10. No doubt that the letter of appointment makes it clear that in case either of
the parties is to terminate/quit the services of the defendant, three months’
notice is required to be given or salary of three months to be paid. In the
present case, it is the plaintiff who had decided to resign and the plaintiff
has been unable to show that the defendant agreed to accept the
resignation and asked the plaintiff not to attend office or agreed to pay
salary for three months.
11. Reliance on letter dated 11.10.2012 by counsel for the plaintiff, in my
view is misplaced as the letter simply reads that the resignation has been
accepted and the plaintiff should return all official equipments, files and
records and also obtain NOC from the Department to enable the defendant
to settle full and final account. In my view and as explained by counsel
for defendant, this was the letter written in routine calling upon the
plaintiff to return all the official equipments and not that the defendant
agreed to pay three months salary to the plaintiff. The communication
dated 21.10.2012 and 24.11.2012, legal notice dated 01.12.2012 and the
fact that even in the winding up petition claim of three months’ salary was
CS(OS)1323/2013 Page 5 of 7


not raised would show that even as per the plaintiff’s understanding he
was not entitled to three months’ salary. As far as the admission in the
pleading is concerned, there is no quarrel to the proposition that a vague
denial is no denial in the eyes of the law. However, the paragraphs of
written statement extracted hereinabove would show that the defendant
did not make any admission with regard to the claim of three months’
salary in fact it is the stand of the defendant that only Rs.4,45,200/- was
due and payable by the defendant to the plaintiff which account was
deficit in his account accepted by the plaintiff without prejudice to his
rights and contentions.

* _Request_
Write out the part of the judgment excerpt between "not raised would" and "rights and contentions.", inclusive, word for word.

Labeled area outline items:
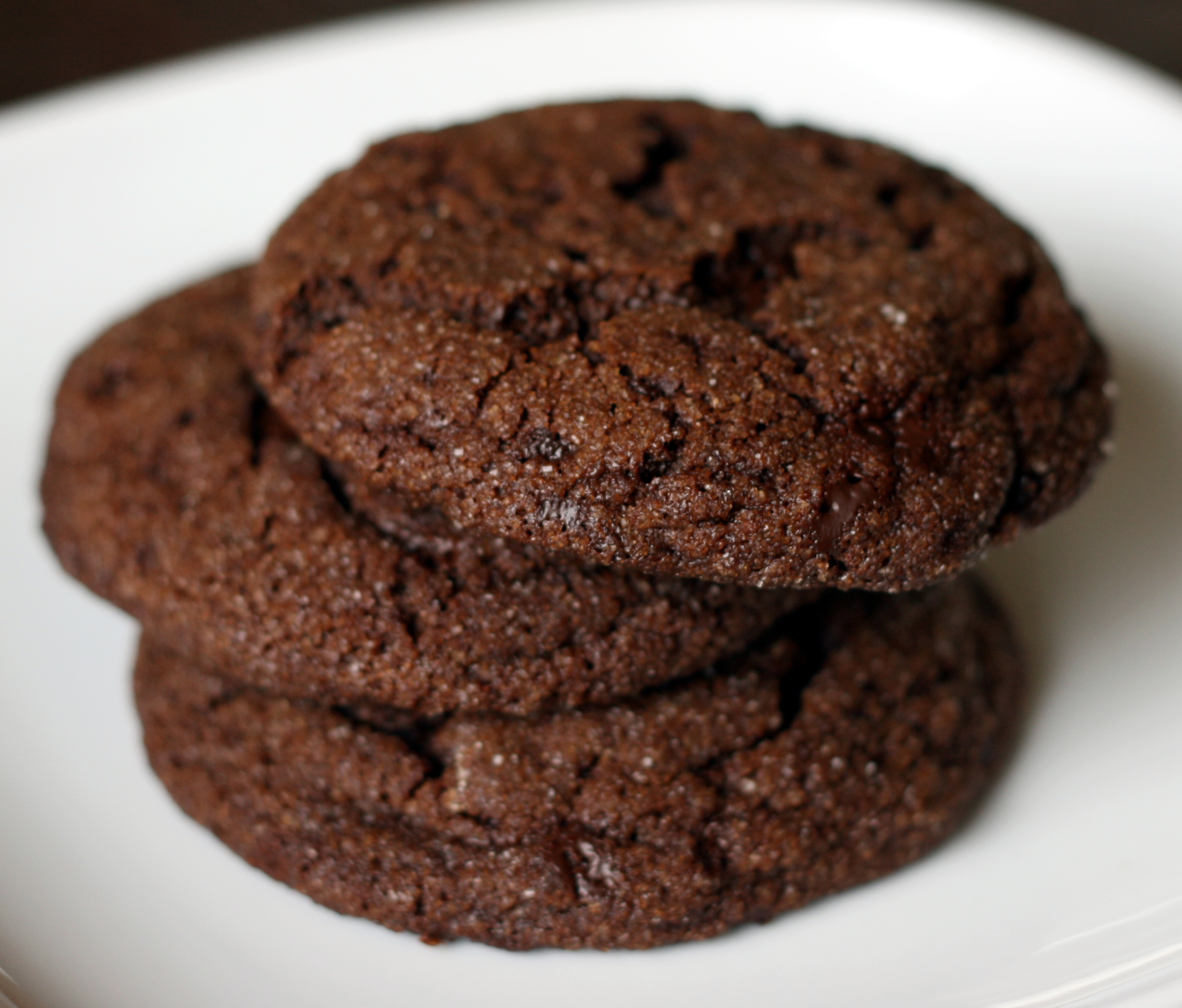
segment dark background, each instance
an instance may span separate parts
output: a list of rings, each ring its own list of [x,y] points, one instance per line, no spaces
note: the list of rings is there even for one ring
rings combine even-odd
[[[222,43],[405,6],[411,5],[404,0],[0,0],[0,104]],[[1005,0],[1000,6],[1074,28],[1182,78],[1182,0]]]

* _Exercise response_
not raised would show that even as per the plaintiff’s understanding he
was not entitled to three months’ salary. As far as the admission in the
pleading is concerned, there is no quarrel to the proposition that a vague
denial is no denial in the eyes of the law. However, the paragraphs of
written statement extracted hereinabove would show that the defendant
did not make any admission with regard to the claim of three months’
salary in fact it is the stand of the defendant that only Rs.4,45,200/- was
due and payable by the defendant to the plaintiff which account was
deficit in his account accepted by the plaintiff without prejudice to his
rights and contentions.